## Extrait de page
########################################
Quel point d’atterrissage pour les taux longs de la zone euro ?

par Philippe Ithurbide, Directeur Recherche, Stratégie et Analyse, et Bastien Drut, Stratégie et Recherche économique chez Amundi

La récente remontée des taux longs est spectaculaire: sur les mois de mai et juin, les taux 10 ans ont progressé de 51 points de base en Allemagne, de 64 pb en France, de 63 pb en Espagne, de 65 pb en Italie, et de plus de 80 pb aux États-Unis… Ce qui surprend, ce n’est pas forcément la tendance, mais plutôt l’amplitude et la rapidité du mouvement.

Depuis quelques mois, les marchés obligataires sont la proie de nombreuses inquiétudes: des taux bien plus bas que leur niveau d’équilibre, poussés à la baisse de façon exagérée par des facteurs externes (dont des politiques monétaires hors normes), et fragilisés d’une part par les perspectives d’atténuation des programmes de Quantitative Easing de la Fed, et d’autre part par la volatilité retrouvée des marchés obligataires, notamment au Japon… La nervosité des marchés de taux est visible, et elle s’est traduite par une importante remontée des taux longs. Les suspicions de régimes de bulles reviennent au centre des débats, les risques de krach refont surface, et les comparaisons avec le précédent effondrement des obligations en 1994 resurgissent.

Plusieurs questions de fond :

• Le niveau – bas – des taux est-il irrationnel et excessif ?

• Sommes-nous en régime de bulle ?

• Sommes-nous désormais dans un marché durablement baissier (un « bear market ») ?

• Les taux longs américains vont-ils entraîner leurs homologues européens ?

• Jusqu’où les taux longs peuvent-ils aller ?

• Quel est leur niveau d’équilibre ?

1. Pourquoi des taux longs aussi bas depuis 3 ans ? Irrationnel ou rationnel ? Raisonnable ou excessif ?

Plusieurs raisons objectives permettent d’expliquer le très bas niveau des taux longs dans l’ensemble des pays. Elles permettent de « rationaliser » la très bonne performance des marchés obligataires et de repousser les arguments faisant référence à l’irrationalité de la situation des marchés de taux.

Quatre vagues successives – et parfois concomitantes – de baisse des taux longs peuvent être identifiées :

1re vague : la crise financière. Elle a dans un premier temps fait refluer les portefeuilles vers les actifs dits « non risqués », les obligations d’État des pays « sûrs », et la première vague de baisse des taux longs a alors débuté.

– 2e vague : la récession de 2009. Elle a consolidé la tendance, la faiblesse de l’activité économique allant également de pair avec le reflux des anticipations d’inflation.

– 3e vague : la crise de la dette européenne. L’aversion au risque qui a suivi a poussé les taux des marchés « sûrs » et des marchés du « cœur » de la zone euro vers des niveaux historiquement bas. C’est le cas des États-Unis, mais aussi de l’Allemagne qui, malgré son appartenance à la zone euro et en dépit des craintes de voir la zone éclater, a conservé des perspectives favorables. La crise de la dette a ainsi incité à procéder à des réallocations de portefeuilles intra-zone vers le pays le plus solide. À noter également que les risques d’éclatement de la zone euro ont également avantagé l’Allemagne, un retrait effectif de cette dernière ne manquant pas de favoriser une nette appréciation du « nouveau Deutsche Mark » contre les autres « nouvelles » monnaies européennes.
########################################
## Matériel recueilli
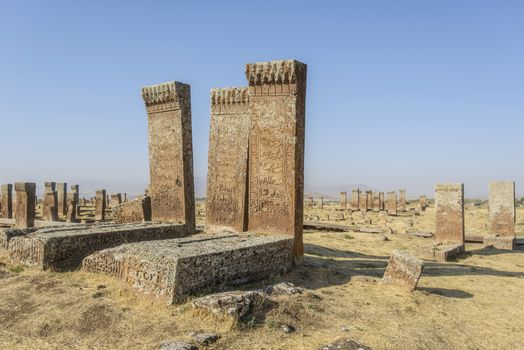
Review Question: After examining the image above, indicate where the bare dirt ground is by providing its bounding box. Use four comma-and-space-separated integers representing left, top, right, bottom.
0, 203, 524, 349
########################################
## Objectif
Rédigez la suite de l'article sur les taux longs de la zone euro, en enchaînant après la description de la troisième vague.

## Réponse ci-dessous
– 4e vague : la surabondance de liquidité. Les politiques des banques centrales (maintien ou renforcement des politiques de taux – très – bas, injection de liquidités via des programmes de Quantitative Easing se traduisant par des achats de titres, et notamment de titres d’État) sont sans conteste responsables de la poursuite de la baisse des taux longs. Elles ont amplifié le mouvement de baisse des taux, même si les perspectives économiques s’amélioraient graduellement outre Atlantique. Elles ont également contribué à la progression des actifs risqués, tels les actions et les obligations d’entreprises, ou encore les actifs émergents.

Au total, le repli des taux longs repose sur des bases objectives, solides et rationnelles. Il faut quand même noter que le repli du stress financier n’a pas permis à lui seul de faire progresser les taux longs, preuve s’il en faut que le contexte économique a désormais plus d’impact que le contexte financier, ce qui, dans le cas de la zone euro, incite à la plus grande prudence pour les actifs risqués. Le recul du stress a néanmoins permis un repli conséquent des spreads souverains et des spreads de crédit, mais pas une remontée des taux.

2. Quel est le niveau d’équilibre des taux longs ?

Les quatre vagues évoquées ci-dessus avaient de quoi amener les taux longs à des niveaux très bas, et les politiques monétaires non conventionnelles, qui ont créé une situation durable de surliquidité, les ont à elles seules amenés à des niveaux excessifs, probablement « trop bas ». Peut-on évaluer cet excès éventuel ?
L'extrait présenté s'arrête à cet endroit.